### [Problem details]
Turn all the lines below into a numbered list, skipping any blank lines and leaving out the pictures.
----
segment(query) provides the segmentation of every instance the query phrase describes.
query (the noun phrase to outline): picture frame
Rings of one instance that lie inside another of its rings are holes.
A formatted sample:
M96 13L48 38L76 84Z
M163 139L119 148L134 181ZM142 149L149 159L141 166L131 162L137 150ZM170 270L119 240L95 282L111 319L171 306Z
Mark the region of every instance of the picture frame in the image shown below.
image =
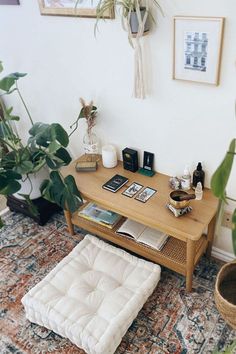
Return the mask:
M76 7L77 0L38 0L41 15L97 17L99 0L83 0ZM114 10L107 11L103 18L114 18Z
M20 0L0 0L0 5L20 5Z
M133 196L137 194L142 188L142 184L133 182L122 194L128 198L133 198Z
M224 22L224 17L174 17L174 80L219 85Z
----
### [Task answer]
1. segment(query) provides the segmentation of every instance the query phrase describes.
2. query (the noun phrase to outline): picture frame
3. Rings of one instance that lie inside another of its rings are holes.
4. A formatted sample:
5. M96 13L48 38L76 84Z
6. M163 139L119 148L134 181ZM142 149L149 159L141 166L131 162L137 150ZM170 270L119 240L95 282L111 319L171 306Z
7. Mark the region of every instance of the picture frame in the image shown below.
8. image =
9. Return the mask:
10. M76 7L77 0L38 0L41 15L97 17L99 0L83 0ZM114 10L107 11L103 18L114 18Z
11. M20 0L0 0L0 5L20 5Z
12. M133 196L137 194L142 188L142 184L133 182L122 194L128 198L133 198Z
13. M224 22L224 17L174 17L174 80L219 85Z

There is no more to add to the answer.